计算给定链表中的重复项
原文:https://www.geeksforgeeks.org/count-duplicates-in-a-given-linked-list/
给定一个链表。 任务是计算链表中重复节点的数量。
示例:
输入:
5 -> 7 -> 5 -> 1 -> 7 -> NULL输出:2
输入:
5 -> 7 -> 8 -> 7 -> 1 -> NULL输出:1
简单方法:我们遍历整个链表。 对于每个节点,我们在其余列表中检查是否存在重复节点。 如果是,那么我们增加计数。
下面是上述方法的实现:
C++
// C++ implementation of the approach
#include <iostream>
#include <unordered_set>
using namespace std;
// Representation of node
struct Node {
int data;
Node* next;
};
// Function to insert a node at the beginning
void insert(Node** head, int item)
{
Node* temp = new Node();
temp->data = item;
temp->next = *head;
*head = temp;
}
// Function to count the number of
// duplicate nodes in the linked list
int countNode(Node* head)

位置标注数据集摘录
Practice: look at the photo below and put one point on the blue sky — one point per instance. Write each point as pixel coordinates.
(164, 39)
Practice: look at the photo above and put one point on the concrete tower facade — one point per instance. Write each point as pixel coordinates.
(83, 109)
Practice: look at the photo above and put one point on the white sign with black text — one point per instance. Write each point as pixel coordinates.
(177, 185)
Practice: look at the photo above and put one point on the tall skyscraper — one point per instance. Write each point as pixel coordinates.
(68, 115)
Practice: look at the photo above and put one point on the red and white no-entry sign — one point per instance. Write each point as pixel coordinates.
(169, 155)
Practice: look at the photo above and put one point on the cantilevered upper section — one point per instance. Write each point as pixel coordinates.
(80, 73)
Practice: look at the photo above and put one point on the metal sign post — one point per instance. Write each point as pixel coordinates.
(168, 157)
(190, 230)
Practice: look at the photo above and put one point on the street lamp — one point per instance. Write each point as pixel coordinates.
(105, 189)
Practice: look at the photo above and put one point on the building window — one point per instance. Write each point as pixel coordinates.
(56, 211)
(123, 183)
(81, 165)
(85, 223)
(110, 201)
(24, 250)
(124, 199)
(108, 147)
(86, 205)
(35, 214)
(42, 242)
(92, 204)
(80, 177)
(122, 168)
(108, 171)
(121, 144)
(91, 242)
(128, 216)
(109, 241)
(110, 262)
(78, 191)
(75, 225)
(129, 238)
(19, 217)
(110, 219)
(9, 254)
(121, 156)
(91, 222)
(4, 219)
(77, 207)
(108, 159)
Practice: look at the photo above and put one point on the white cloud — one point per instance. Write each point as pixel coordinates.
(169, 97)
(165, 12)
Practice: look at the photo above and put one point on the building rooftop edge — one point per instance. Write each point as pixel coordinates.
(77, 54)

完成以下任务
**a.** 改写阅读材料中从“计算给定链表中的重复项”开始、到“简单方法:我们遍历整个链表。 对于每个节点,我们在其余列表中检查是否存在重复节点。 如果是,那么我们增加计数。”结束的部分,把其中的“节点”换成“结点”。
**b.** 按照阅读材料所述的简单方法,对于每个节点,要在哪里检查是否存在重复节点?
请仅依据阅读材料作答。

参考答案
**a.**
计算给定链表中的重复项
原文:https://www.geeksforgeeks.org/count-duplicates-in-a-given-linked-list/
给定一个链表。 任务是计算链表中重复结点的数量。
示例:
输入:
5 -> 7 -> 5 -> 1 -> 7 -> NULL输出:2
输入:
5 -> 7 -> 8 -> 7 -> 1 -> NULL输出:1
简单方法:我们遍历整个链表。 对于每个结点,我们在其余列表中检查是否存在重复结点。 如果是,那么我们增加计数。

**b.** 在其余列表中检查。